Task material —
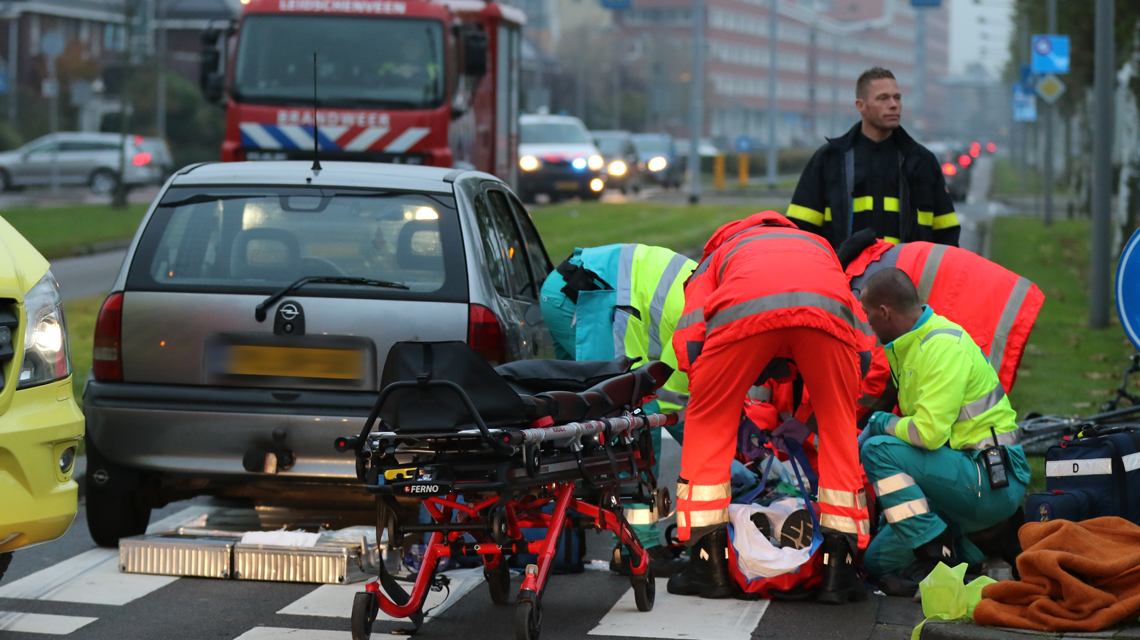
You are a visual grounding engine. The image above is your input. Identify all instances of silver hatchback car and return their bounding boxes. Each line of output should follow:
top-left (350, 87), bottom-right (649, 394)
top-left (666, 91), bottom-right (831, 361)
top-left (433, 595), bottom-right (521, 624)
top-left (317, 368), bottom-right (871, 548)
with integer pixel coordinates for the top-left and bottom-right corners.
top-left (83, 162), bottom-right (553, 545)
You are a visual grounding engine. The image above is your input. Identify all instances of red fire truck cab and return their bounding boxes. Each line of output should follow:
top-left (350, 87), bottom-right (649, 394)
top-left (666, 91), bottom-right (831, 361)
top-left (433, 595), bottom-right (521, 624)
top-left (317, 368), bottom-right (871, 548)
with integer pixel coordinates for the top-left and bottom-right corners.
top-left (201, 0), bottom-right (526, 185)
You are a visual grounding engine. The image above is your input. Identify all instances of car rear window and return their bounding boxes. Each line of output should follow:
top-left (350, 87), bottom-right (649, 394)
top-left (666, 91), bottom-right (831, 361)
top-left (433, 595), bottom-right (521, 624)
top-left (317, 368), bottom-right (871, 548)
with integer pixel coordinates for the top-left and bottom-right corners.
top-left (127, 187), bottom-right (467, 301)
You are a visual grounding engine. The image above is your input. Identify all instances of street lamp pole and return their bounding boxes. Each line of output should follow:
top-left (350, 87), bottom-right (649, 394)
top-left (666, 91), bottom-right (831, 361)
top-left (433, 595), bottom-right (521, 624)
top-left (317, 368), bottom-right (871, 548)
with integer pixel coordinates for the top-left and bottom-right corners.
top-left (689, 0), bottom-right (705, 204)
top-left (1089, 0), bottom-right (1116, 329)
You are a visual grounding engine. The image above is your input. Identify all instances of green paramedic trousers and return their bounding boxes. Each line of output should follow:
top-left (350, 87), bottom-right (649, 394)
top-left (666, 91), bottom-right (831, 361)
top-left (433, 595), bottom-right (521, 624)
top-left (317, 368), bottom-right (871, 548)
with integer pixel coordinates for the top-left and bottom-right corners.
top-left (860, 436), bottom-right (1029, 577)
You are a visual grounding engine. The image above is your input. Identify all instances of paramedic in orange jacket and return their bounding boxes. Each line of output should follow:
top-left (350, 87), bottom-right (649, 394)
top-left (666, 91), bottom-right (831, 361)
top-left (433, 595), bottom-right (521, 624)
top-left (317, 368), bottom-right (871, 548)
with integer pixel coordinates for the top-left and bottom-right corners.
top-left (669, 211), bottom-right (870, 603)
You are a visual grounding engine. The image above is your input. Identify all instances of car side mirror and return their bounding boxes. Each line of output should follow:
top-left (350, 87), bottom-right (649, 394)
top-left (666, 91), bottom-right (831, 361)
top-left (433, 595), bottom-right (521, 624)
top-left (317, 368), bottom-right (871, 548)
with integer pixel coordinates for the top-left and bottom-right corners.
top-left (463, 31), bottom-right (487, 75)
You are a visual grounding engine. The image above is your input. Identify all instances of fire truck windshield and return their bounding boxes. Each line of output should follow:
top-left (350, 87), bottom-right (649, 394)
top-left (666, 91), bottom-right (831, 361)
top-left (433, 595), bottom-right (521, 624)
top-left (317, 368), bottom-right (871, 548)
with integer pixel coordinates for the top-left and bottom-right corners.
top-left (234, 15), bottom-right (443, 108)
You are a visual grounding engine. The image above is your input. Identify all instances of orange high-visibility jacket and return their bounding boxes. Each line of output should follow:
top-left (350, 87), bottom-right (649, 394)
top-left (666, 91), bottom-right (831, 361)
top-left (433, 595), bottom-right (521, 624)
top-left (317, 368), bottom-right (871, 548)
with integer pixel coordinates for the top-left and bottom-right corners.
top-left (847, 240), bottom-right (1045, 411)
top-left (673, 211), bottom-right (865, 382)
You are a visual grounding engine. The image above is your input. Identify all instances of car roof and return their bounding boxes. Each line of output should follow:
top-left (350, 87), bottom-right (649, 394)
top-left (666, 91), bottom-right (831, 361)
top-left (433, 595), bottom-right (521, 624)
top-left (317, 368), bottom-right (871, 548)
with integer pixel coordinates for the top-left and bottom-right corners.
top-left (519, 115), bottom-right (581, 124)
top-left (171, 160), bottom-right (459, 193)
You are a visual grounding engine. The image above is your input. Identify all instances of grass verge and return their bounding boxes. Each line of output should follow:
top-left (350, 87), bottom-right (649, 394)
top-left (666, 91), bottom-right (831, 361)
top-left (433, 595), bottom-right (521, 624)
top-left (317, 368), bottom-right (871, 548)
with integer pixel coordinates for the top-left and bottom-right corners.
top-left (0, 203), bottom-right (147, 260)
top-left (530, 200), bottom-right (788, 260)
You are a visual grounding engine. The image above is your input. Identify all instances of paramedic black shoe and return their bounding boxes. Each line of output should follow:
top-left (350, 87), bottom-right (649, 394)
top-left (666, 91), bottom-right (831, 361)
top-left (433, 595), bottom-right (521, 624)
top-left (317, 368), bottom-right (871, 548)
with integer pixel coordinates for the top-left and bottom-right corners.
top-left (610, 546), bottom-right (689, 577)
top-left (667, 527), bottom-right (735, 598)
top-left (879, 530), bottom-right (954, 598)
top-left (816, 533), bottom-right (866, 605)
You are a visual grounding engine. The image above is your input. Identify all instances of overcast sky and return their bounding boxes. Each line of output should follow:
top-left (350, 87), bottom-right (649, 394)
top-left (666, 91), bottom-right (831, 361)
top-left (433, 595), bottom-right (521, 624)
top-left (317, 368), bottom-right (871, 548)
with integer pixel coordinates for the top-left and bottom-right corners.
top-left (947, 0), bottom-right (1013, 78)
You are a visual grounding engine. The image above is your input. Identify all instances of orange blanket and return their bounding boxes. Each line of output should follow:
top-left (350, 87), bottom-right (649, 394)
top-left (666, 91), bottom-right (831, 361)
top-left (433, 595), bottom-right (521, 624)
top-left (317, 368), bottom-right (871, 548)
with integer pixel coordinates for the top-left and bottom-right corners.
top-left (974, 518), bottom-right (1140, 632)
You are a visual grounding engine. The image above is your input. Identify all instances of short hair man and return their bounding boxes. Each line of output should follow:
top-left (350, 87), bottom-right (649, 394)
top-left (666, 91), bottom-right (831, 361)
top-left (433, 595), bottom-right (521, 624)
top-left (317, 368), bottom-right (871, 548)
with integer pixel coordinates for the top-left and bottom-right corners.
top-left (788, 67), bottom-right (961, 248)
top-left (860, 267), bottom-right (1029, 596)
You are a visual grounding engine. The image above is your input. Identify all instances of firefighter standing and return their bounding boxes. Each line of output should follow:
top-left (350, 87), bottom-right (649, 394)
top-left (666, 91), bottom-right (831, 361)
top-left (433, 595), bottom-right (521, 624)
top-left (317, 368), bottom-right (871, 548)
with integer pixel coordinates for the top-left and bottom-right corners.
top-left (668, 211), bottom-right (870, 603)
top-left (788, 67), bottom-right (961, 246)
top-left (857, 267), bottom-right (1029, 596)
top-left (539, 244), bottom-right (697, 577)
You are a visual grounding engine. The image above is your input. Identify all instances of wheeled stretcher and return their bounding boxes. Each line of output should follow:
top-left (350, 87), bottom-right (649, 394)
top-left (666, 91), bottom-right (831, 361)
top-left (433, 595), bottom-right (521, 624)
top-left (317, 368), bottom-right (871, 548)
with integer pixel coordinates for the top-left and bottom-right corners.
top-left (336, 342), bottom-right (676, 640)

Task to carry out —
Write out these lines again with "visual grounding engine" switched to "object detection engine" wherever it appears, keeping everything else the same. Omit the pictures from your answer.

Task solution —
You are a object detection engine. The image above is your input. Identify all instances of silver hatchback car and return their bounding boxes. Each line of output should follow:
top-left (350, 87), bottom-right (649, 394)
top-left (666, 91), bottom-right (831, 361)
top-left (433, 595), bottom-right (521, 624)
top-left (317, 368), bottom-right (871, 548)
with integer pixel coordinates for the top-left and bottom-right corners.
top-left (83, 162), bottom-right (553, 545)
You are a object detection engine. The image above is your input. Identify all instances of red fire truck cab and return their bounding boxes. Each line of output should follow:
top-left (350, 87), bottom-right (649, 394)
top-left (666, 91), bottom-right (831, 361)
top-left (433, 595), bottom-right (521, 624)
top-left (317, 368), bottom-right (871, 548)
with integer pixel coordinates for the top-left and bottom-right corners.
top-left (201, 0), bottom-right (526, 185)
You are a object detection engine. The image above is your input. Identify all instances of car rear window and return their bounding boxes. Each line of output should follow:
top-left (350, 87), bottom-right (649, 394)
top-left (666, 91), bottom-right (831, 361)
top-left (433, 595), bottom-right (521, 624)
top-left (317, 368), bottom-right (871, 548)
with integer pixel coordinates for the top-left and bottom-right corners.
top-left (127, 187), bottom-right (467, 301)
You are a object detection engine. The image above is your input. Identify all instances of street lamp pole and return their bounding boxes. Each line of output should follow:
top-left (350, 87), bottom-right (649, 394)
top-left (666, 91), bottom-right (831, 361)
top-left (433, 595), bottom-right (521, 624)
top-left (317, 368), bottom-right (871, 548)
with integer pixel coordinates for the top-left and bottom-right corners.
top-left (689, 0), bottom-right (705, 204)
top-left (1089, 0), bottom-right (1116, 329)
You are a object detection engine. The image above is your input. Identify all instances of green paramedic trousers and return their bounding boxes. Each line of output should follow:
top-left (350, 87), bottom-right (649, 394)
top-left (666, 91), bottom-right (831, 361)
top-left (433, 595), bottom-right (521, 624)
top-left (317, 368), bottom-right (871, 548)
with integer pixel coordinates for the top-left and bottom-right corners.
top-left (860, 436), bottom-right (1029, 577)
You are a object detection engine. The image above is your input. Identify all instances of paramedic in orange jacket and return their bounding boxes. Each line of output should follow:
top-left (350, 87), bottom-right (649, 394)
top-left (666, 91), bottom-right (831, 361)
top-left (433, 595), bottom-right (521, 624)
top-left (317, 368), bottom-right (871, 548)
with integer pixel coordinates for the top-left and bottom-right corners.
top-left (669, 211), bottom-right (870, 603)
You are a object detection engine. The image above is your input. Identify all instances of car side mirror and return their bounding boxes. Each line of output should follow:
top-left (350, 87), bottom-right (649, 394)
top-left (666, 91), bottom-right (831, 361)
top-left (433, 595), bottom-right (521, 624)
top-left (317, 368), bottom-right (871, 548)
with integer pixel coordinates for the top-left and bottom-right corners.
top-left (463, 31), bottom-right (487, 75)
You are a object detection engine. The image above is your input. Identify all instances of fire truck windshield and return their bounding boxes. Each line of output should follow:
top-left (350, 87), bottom-right (649, 394)
top-left (666, 91), bottom-right (831, 361)
top-left (433, 595), bottom-right (521, 624)
top-left (317, 368), bottom-right (871, 548)
with integer pixel coordinates for the top-left and bottom-right corners.
top-left (234, 15), bottom-right (443, 108)
You are a object detection engine. The image above is your input. Identify all instances of orange high-visibility jacket and return their bounding boxes. Each line of output should follow:
top-left (350, 87), bottom-right (649, 394)
top-left (666, 91), bottom-right (831, 361)
top-left (433, 595), bottom-right (521, 624)
top-left (317, 368), bottom-right (871, 548)
with integer pixel coordinates for the top-left and bottom-right corners.
top-left (847, 240), bottom-right (1045, 411)
top-left (673, 211), bottom-right (865, 382)
You are a object detection engine. The image above is your input. Identify all instances of car roof and return their bounding boxes. Each line of output should follow:
top-left (350, 87), bottom-right (649, 394)
top-left (666, 91), bottom-right (831, 361)
top-left (433, 595), bottom-right (521, 624)
top-left (317, 368), bottom-right (871, 548)
with integer pixel coordinates for the top-left and bottom-right corners.
top-left (519, 115), bottom-right (581, 124)
top-left (171, 160), bottom-right (459, 193)
You are a object detection engine. The image above is your input. Identify all instances of grass verge and return their bounding boxes. Each line of output should follow:
top-left (350, 87), bottom-right (649, 394)
top-left (666, 91), bottom-right (831, 361)
top-left (433, 595), bottom-right (521, 624)
top-left (317, 368), bottom-right (871, 548)
with integer pixel coordinates for the top-left and bottom-right corners.
top-left (0, 203), bottom-right (147, 260)
top-left (530, 200), bottom-right (788, 260)
You are a object detection engine. The image above is your input. Identify all instances of paramedic black shoe and return their bounding boxes. Each line of output should follow:
top-left (350, 87), bottom-right (649, 394)
top-left (666, 91), bottom-right (831, 361)
top-left (433, 595), bottom-right (521, 624)
top-left (317, 368), bottom-right (871, 548)
with integer pixel coordinates for the top-left and bottom-right corners.
top-left (610, 546), bottom-right (689, 577)
top-left (667, 527), bottom-right (735, 598)
top-left (879, 530), bottom-right (954, 598)
top-left (816, 533), bottom-right (866, 605)
You are a object detection engine. The image above is your input. Identify all instances of overcast sky and return their bounding boxes. Each line of output should follow:
top-left (350, 87), bottom-right (649, 394)
top-left (666, 91), bottom-right (831, 361)
top-left (433, 595), bottom-right (521, 624)
top-left (317, 368), bottom-right (871, 548)
with integer pixel coordinates for the top-left and bottom-right corners.
top-left (947, 0), bottom-right (1013, 78)
You are a object detection engine. The image above is your input. Identify all instances of orange blanket and return their bounding boxes. Each line of output should follow:
top-left (350, 87), bottom-right (649, 394)
top-left (666, 91), bottom-right (831, 361)
top-left (433, 595), bottom-right (521, 624)
top-left (317, 368), bottom-right (871, 548)
with integer pixel coordinates for the top-left and bottom-right corners.
top-left (974, 518), bottom-right (1140, 632)
You are a object detection engine. The image above is your input. Identify all instances of short hair man and return their bounding boxes. Each line of output should follow:
top-left (350, 87), bottom-right (649, 394)
top-left (666, 91), bottom-right (831, 361)
top-left (433, 595), bottom-right (521, 624)
top-left (317, 368), bottom-right (871, 548)
with integer pixel coordinates for the top-left and bottom-right corners.
top-left (788, 67), bottom-right (961, 248)
top-left (860, 267), bottom-right (1029, 596)
You are a object detection engine. The image above is your input. Identify all instances of firefighter standing and return their bounding boxes. Each line of output should follow:
top-left (350, 87), bottom-right (649, 394)
top-left (666, 91), bottom-right (831, 361)
top-left (433, 595), bottom-right (521, 624)
top-left (317, 368), bottom-right (871, 548)
with integer pixel coordinates for the top-left and bottom-right corners.
top-left (668, 211), bottom-right (870, 603)
top-left (788, 67), bottom-right (961, 246)
top-left (857, 267), bottom-right (1029, 596)
top-left (539, 244), bottom-right (697, 577)
You are a object detection engine. The image above is your input. Identify all instances of wheeled stretcher and return their bounding boxes. Each line of output should follow:
top-left (350, 87), bottom-right (649, 394)
top-left (666, 91), bottom-right (831, 361)
top-left (433, 595), bottom-right (521, 624)
top-left (317, 368), bottom-right (871, 548)
with integer pixel coordinates for the top-left and bottom-right corners.
top-left (336, 342), bottom-right (676, 640)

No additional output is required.